> TASK BRIEF:
Repeat, unchanged, everything from the line containing "[pin] sand (one" down to the end of the records, including both the first and last lines.
# start of MATERIAL SUPPLIED
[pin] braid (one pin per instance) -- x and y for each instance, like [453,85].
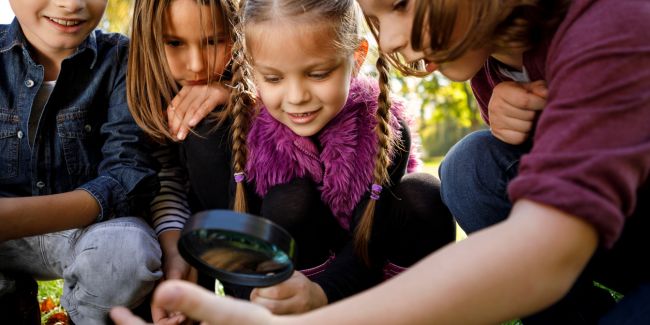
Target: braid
[382,160]
[241,99]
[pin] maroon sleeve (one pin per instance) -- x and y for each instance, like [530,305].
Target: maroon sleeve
[591,150]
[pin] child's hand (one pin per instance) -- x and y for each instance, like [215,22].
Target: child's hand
[296,295]
[199,304]
[174,267]
[192,104]
[513,108]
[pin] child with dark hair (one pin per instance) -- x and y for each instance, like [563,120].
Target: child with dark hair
[75,171]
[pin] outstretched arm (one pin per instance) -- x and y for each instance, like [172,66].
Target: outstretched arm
[532,258]
[24,216]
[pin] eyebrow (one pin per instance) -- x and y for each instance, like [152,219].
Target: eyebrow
[328,64]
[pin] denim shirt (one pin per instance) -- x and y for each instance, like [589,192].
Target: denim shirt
[86,138]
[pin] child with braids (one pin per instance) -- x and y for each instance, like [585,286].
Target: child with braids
[578,202]
[177,75]
[328,156]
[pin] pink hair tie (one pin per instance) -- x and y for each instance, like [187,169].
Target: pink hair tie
[375,190]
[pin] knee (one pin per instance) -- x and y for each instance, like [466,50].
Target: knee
[118,261]
[466,165]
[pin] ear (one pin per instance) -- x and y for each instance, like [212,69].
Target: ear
[360,55]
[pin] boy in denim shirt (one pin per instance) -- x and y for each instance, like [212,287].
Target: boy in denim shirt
[73,160]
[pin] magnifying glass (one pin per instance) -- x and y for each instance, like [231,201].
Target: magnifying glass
[238,248]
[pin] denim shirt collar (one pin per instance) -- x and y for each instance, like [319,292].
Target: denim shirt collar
[14,37]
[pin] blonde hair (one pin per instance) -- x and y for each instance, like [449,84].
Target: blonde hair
[343,17]
[150,86]
[502,24]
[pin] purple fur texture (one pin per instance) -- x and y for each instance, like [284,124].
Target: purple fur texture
[345,164]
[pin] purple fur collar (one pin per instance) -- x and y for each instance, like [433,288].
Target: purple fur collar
[344,165]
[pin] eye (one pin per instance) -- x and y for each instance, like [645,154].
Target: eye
[319,75]
[173,43]
[272,79]
[400,5]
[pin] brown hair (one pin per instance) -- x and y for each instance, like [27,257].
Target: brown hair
[504,24]
[149,84]
[343,17]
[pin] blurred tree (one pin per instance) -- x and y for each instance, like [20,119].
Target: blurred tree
[117,16]
[447,110]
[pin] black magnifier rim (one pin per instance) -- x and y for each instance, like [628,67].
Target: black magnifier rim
[246,224]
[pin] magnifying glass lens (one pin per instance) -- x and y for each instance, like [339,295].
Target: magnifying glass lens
[236,252]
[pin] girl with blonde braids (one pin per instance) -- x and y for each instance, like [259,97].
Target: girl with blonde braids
[327,154]
[578,206]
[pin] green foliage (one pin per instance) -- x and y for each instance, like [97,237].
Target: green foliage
[52,289]
[116,18]
[447,111]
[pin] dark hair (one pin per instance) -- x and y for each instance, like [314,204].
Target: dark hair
[503,24]
[149,84]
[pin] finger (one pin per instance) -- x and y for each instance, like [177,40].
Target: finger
[173,121]
[217,95]
[538,88]
[179,99]
[527,101]
[123,316]
[273,292]
[514,112]
[202,305]
[277,307]
[514,124]
[157,314]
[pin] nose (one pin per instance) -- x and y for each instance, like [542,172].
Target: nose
[196,60]
[298,93]
[71,5]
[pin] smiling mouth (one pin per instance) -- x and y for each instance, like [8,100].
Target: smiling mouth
[302,114]
[65,22]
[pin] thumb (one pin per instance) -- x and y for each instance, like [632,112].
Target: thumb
[202,305]
[537,87]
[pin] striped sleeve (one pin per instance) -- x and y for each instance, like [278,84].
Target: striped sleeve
[169,209]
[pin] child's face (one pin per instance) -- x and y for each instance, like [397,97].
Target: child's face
[57,28]
[196,52]
[396,21]
[303,82]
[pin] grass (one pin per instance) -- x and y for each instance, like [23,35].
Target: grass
[49,295]
[53,289]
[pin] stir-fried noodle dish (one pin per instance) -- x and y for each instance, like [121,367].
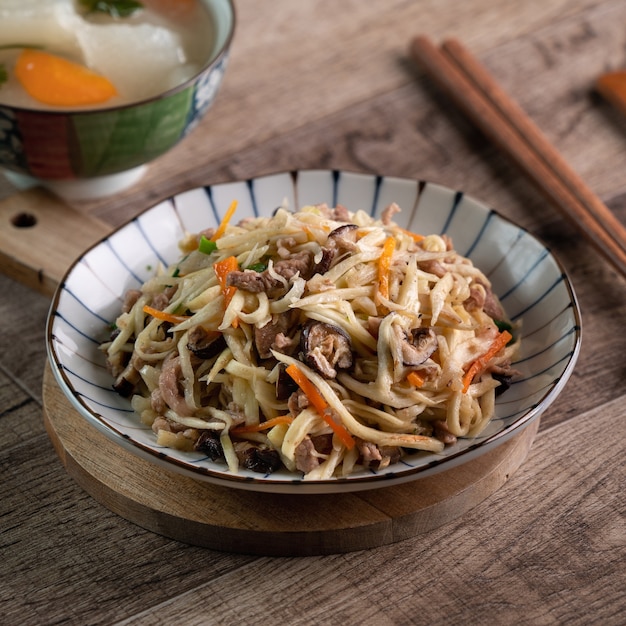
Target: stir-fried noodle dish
[321,341]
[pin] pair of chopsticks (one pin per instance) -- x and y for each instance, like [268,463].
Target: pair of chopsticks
[475,91]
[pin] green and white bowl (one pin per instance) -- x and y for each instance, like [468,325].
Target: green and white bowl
[96,152]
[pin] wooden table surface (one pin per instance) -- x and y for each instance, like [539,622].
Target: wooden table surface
[320,83]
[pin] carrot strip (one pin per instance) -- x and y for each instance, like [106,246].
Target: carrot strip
[163,316]
[321,406]
[222,269]
[56,81]
[224,223]
[481,362]
[255,428]
[384,265]
[415,379]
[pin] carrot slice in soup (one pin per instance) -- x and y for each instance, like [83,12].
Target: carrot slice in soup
[53,80]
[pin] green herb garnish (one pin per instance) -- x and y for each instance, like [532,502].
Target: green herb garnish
[503,325]
[114,8]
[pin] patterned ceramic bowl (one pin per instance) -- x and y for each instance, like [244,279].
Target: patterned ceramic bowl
[528,279]
[98,152]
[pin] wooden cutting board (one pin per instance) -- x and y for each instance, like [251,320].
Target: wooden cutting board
[36,250]
[234,520]
[40,236]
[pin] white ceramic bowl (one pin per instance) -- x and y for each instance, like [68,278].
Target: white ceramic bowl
[528,279]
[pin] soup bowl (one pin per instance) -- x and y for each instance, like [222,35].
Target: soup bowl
[83,153]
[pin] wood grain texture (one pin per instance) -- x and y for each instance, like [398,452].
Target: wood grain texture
[234,520]
[34,246]
[326,84]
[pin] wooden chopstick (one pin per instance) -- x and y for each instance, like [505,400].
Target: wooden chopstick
[476,92]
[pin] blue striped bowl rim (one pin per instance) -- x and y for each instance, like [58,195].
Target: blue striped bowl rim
[527,277]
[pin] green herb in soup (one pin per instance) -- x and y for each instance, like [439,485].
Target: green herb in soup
[114,8]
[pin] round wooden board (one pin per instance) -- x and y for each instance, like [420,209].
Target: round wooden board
[234,520]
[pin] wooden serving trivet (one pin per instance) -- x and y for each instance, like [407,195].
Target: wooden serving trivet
[233,520]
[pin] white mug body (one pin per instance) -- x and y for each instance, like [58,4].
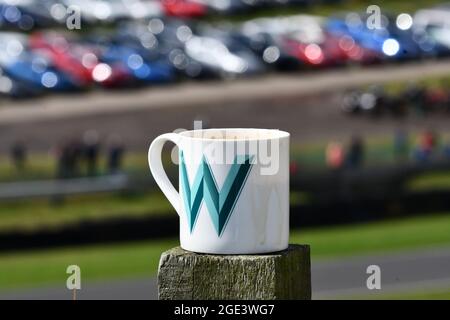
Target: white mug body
[233,195]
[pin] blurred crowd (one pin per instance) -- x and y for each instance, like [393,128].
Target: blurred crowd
[415,98]
[79,157]
[426,149]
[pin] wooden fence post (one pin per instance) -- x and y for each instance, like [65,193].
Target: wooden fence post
[184,275]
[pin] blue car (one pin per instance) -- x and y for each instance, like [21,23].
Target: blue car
[25,15]
[141,66]
[31,68]
[393,39]
[11,88]
[142,69]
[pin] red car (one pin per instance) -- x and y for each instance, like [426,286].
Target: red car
[183,8]
[79,61]
[305,37]
[326,50]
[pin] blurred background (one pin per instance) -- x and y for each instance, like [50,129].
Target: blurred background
[86,85]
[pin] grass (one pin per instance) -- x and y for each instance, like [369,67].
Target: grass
[30,215]
[30,269]
[430,181]
[35,214]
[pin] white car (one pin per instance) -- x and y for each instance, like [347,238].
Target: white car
[435,22]
[113,10]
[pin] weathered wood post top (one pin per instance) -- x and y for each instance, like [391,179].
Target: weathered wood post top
[185,275]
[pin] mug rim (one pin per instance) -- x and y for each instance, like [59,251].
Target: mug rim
[278,134]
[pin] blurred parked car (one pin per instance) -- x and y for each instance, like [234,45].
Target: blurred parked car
[433,24]
[218,50]
[184,8]
[138,66]
[393,39]
[12,88]
[100,11]
[31,68]
[26,14]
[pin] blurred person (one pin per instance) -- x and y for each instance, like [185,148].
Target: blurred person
[91,147]
[334,155]
[18,154]
[427,143]
[416,96]
[355,154]
[446,150]
[115,154]
[401,145]
[68,157]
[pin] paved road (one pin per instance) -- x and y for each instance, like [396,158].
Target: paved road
[411,271]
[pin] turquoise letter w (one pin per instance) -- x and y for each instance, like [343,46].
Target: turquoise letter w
[220,204]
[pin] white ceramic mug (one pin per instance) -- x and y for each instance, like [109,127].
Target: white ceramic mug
[233,189]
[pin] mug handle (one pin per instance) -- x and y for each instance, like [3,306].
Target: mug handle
[157,169]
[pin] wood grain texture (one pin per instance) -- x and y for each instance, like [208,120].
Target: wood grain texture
[186,275]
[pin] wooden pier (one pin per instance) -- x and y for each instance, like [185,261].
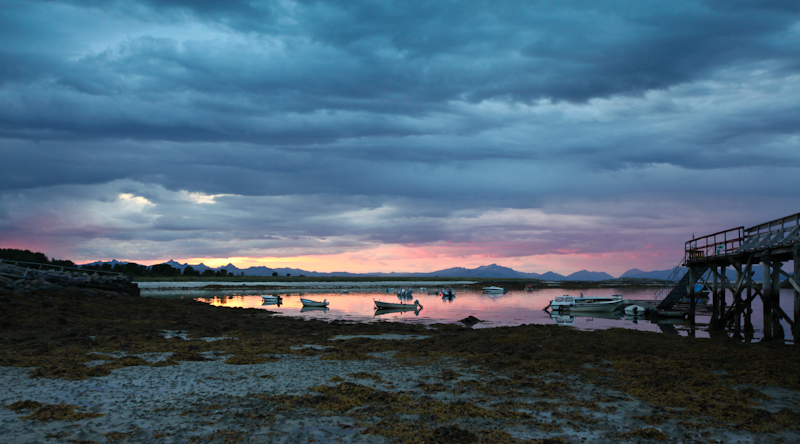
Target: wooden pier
[708,259]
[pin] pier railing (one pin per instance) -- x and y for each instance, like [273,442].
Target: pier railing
[777,233]
[717,244]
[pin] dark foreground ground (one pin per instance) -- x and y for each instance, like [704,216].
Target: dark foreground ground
[85,366]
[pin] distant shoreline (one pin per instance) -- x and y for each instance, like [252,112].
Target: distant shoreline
[508,283]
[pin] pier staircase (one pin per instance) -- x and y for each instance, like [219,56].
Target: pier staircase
[681,289]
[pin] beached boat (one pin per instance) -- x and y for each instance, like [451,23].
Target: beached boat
[307,309]
[635,310]
[379,305]
[447,292]
[410,309]
[583,303]
[494,290]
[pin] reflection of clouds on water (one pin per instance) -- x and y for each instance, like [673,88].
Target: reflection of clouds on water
[510,309]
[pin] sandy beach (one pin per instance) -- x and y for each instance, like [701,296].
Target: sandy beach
[83,367]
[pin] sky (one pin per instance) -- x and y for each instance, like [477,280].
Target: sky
[379,135]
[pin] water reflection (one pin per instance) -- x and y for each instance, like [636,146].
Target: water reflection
[306,309]
[504,309]
[383,311]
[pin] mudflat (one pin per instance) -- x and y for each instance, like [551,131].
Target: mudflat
[83,366]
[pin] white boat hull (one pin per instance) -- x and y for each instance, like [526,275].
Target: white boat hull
[380,305]
[586,304]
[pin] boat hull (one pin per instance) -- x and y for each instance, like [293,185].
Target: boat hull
[385,305]
[586,304]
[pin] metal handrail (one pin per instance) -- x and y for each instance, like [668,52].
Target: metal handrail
[718,244]
[782,224]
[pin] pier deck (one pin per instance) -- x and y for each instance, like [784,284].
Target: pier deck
[708,259]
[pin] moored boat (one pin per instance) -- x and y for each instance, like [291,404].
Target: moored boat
[586,303]
[271,298]
[306,309]
[494,290]
[379,305]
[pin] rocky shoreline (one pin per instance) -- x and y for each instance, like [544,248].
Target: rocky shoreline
[88,365]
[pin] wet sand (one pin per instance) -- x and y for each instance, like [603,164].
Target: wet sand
[87,366]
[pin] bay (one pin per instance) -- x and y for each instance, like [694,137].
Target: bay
[353,302]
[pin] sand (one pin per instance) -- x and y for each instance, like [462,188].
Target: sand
[211,401]
[400,383]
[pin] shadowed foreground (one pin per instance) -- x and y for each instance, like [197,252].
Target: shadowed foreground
[88,366]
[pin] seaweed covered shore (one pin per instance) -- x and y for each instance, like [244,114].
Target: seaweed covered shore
[81,366]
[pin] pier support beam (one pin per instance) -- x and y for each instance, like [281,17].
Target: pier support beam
[796,278]
[766,296]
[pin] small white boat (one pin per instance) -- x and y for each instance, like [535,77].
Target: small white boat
[307,309]
[494,290]
[573,304]
[635,310]
[379,305]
# end of MATERIAL SUPPLIED
> THE REPLY:
[pin] sand (one pin per instance) -- x and y for each instance, like [462,188].
Target: sand
[211,401]
[400,383]
[pin] shadowed foreground (one pin per instance) -- x and y for each instance, like [197,252].
Target: shadowed foreground
[88,366]
[pin] seaweed covered shore (one pin per instance) -- x and y for each instance, like [244,114].
Target: seaweed covered shore
[81,366]
[pin] pier support beam (one pin per instance) -- x and y for each instance, like [281,17].
Target: pier support beam
[796,278]
[766,296]
[pin] small white boat (one pin per instance) -- x and y for each instance, like [535,77].
Target: small white boat
[307,309]
[494,290]
[573,304]
[635,310]
[379,305]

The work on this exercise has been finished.